• _TEXT BLOCK_:
— START —

= Continuous symmetry =

Symmetry-based invariance to continuous group action

In mathematics, continuous symmetry is an intuitive idea corresponding to the concept of viewing some symmetries as motions, as opposed to discrete symmetry, e.g. reflection symmetry, which is invariant under a kind of flip from one state to another. However, a discrete symmetry can always be reinterpreted as a subset of some higher-dimensional continuous symmetry, e.g. reflection of a 2-dimensional object in 3-dimensional space can be achieved by continuously rotating that object 180 degrees across a non-parallel plane.

==Formalization==
The notion of continuous symmetry has largely and successfully been formalised in the mathematical notions of a topological group, Lie group and group action. For most practical purposes, continuous symmetry is modelled by a group action of a topological group that preserves some structure. Particularly, let $f:X\to Y$ be a function, and $G$ is a group that acts on $X$; then a subgroup $H\subseteq G$ is a symmetry of $f$ if $f(h\cdot x) = f(x)$ for all $h\in H$.

— END —

• _TO-DO LIST_:
1. Collect every line in the records below that contains the string "beak", matching case exactly.
2. Resume the continuous symmetry article above, starting right after its final sentence.

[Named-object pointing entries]
— START —

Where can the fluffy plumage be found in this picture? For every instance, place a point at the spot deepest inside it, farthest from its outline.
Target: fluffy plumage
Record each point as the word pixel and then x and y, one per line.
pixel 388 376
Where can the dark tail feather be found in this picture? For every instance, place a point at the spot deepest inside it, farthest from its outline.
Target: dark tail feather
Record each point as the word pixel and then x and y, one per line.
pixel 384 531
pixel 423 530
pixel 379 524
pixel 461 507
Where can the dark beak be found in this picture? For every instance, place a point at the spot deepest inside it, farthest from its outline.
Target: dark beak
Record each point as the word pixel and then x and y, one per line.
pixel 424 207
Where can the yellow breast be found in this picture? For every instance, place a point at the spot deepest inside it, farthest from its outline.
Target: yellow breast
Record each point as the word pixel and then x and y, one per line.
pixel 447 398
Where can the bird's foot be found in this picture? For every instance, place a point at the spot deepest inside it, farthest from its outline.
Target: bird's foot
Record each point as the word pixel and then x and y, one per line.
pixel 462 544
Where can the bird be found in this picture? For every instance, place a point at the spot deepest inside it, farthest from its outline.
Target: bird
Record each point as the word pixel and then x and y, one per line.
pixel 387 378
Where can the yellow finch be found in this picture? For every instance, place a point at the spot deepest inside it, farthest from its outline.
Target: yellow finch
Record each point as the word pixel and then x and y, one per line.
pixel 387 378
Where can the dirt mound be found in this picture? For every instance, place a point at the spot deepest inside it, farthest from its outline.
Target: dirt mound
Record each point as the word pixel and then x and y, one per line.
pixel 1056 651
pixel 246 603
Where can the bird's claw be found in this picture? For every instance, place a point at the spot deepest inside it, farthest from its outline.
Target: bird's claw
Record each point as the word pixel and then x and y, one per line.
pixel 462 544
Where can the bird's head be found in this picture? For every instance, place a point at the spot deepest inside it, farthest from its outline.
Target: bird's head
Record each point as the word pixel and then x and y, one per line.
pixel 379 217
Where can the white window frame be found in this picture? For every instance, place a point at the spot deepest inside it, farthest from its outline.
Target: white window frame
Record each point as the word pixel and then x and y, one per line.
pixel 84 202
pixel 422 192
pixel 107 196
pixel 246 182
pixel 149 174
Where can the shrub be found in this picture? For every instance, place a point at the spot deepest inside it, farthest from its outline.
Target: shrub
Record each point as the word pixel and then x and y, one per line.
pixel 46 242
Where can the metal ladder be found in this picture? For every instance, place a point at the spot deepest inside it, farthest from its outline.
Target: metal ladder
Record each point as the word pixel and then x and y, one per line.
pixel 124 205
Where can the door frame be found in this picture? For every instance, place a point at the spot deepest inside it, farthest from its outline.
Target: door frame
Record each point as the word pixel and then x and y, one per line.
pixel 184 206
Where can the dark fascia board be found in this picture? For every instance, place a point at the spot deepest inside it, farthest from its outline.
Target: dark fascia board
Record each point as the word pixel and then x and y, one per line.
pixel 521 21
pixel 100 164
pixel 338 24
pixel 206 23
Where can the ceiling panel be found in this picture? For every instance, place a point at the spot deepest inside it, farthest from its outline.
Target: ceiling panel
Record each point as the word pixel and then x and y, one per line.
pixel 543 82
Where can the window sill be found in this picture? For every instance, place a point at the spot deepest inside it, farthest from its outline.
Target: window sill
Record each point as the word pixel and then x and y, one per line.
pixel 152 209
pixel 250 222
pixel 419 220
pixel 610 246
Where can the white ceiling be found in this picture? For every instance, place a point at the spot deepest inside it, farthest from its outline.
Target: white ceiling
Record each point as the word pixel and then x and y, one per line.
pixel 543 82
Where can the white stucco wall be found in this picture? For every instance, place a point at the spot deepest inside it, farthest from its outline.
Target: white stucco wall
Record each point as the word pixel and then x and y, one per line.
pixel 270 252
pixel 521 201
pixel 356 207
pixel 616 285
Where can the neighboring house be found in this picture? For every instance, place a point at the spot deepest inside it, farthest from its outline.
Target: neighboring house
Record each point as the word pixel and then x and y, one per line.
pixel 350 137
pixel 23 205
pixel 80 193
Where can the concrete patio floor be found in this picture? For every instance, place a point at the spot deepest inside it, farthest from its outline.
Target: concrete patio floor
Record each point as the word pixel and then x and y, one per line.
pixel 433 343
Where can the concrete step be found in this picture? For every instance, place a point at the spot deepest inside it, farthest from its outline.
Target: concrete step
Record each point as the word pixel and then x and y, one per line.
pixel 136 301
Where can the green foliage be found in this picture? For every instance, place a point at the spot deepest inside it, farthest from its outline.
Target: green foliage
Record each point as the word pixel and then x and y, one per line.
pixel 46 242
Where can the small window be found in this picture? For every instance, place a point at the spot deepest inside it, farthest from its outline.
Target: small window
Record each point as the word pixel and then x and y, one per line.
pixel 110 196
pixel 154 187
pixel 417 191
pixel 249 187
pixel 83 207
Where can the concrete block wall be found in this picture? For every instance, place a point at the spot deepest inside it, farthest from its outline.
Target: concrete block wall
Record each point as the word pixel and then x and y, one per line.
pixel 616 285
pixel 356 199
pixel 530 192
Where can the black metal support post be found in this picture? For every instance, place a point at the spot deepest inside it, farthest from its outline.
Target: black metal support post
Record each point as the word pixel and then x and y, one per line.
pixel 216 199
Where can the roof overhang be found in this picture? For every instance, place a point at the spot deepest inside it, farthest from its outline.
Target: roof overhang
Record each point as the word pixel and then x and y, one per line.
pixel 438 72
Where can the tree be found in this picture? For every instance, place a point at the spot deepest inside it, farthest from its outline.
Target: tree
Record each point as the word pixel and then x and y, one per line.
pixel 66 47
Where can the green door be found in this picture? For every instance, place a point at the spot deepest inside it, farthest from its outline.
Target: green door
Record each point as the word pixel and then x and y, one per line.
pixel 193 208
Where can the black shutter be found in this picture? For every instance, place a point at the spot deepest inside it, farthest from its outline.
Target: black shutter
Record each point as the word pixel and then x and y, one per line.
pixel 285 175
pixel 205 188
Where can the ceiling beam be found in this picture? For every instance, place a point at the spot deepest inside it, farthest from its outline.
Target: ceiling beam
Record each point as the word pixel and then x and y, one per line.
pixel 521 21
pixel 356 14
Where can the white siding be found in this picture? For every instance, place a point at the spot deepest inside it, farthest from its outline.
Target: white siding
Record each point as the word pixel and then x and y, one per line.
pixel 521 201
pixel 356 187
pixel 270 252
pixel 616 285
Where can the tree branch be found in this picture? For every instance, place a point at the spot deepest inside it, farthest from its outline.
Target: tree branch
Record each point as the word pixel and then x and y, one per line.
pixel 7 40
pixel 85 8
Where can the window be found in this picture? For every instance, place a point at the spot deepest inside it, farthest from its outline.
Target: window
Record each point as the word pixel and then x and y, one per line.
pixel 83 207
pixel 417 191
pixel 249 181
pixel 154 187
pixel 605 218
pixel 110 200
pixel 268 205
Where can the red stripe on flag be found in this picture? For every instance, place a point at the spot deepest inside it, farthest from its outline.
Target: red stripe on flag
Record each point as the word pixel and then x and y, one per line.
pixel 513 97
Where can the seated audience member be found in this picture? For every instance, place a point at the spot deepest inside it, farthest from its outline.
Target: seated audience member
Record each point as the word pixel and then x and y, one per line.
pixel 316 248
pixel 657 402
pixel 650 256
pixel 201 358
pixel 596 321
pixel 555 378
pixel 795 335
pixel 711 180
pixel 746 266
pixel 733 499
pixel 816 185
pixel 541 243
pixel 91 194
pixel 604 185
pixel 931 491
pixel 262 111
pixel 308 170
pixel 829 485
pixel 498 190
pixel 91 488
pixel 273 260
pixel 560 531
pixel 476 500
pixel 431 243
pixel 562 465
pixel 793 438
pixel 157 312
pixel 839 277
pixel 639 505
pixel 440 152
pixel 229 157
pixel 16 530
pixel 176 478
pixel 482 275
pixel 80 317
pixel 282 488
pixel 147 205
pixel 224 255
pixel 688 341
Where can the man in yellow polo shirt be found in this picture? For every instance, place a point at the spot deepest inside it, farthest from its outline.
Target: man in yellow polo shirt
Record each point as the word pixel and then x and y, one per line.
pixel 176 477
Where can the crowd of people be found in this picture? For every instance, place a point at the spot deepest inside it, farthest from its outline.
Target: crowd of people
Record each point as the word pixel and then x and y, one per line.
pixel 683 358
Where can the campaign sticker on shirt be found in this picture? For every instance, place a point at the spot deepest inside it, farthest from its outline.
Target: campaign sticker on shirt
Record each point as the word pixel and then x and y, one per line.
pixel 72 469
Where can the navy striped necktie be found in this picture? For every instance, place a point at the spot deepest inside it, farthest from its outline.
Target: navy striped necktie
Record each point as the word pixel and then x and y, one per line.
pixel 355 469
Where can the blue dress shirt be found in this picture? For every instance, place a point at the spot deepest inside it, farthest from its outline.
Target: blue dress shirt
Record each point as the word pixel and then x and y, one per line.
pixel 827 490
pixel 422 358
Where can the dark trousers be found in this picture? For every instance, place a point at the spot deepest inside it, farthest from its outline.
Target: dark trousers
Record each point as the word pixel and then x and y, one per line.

— END —

• _RESULTS BY TASK_:
1.
Where can the dark beak be found in this picture? For every instance, place a point at the spot deepest inside it, farthest from its outline.
Target: dark beak

2.
===One-parameter subgroups===
The simplest motions follow a one-parameter subgroup of a Lie group, such as the Euclidean group of three-dimensional space. For example translation parallel to the x-axis by u units, as u varies, is a one-parameter group of motions. Rotation around the z-axis is also a one-parameter group.

==Noether's theorem==
Continuous symmetry has a basic role in Noether's theorem in theoretical physics, in the derivation of conservation laws from symmetry principles, specifically for continuous symmetries. The search for continuous symmetries only intensified with the further developments of quantum field theory.

==See also==
- Goldstone's theorem
- Infinitesimal transformation
- Noether's theorem
- Sophus Lie
- Motion (geometry)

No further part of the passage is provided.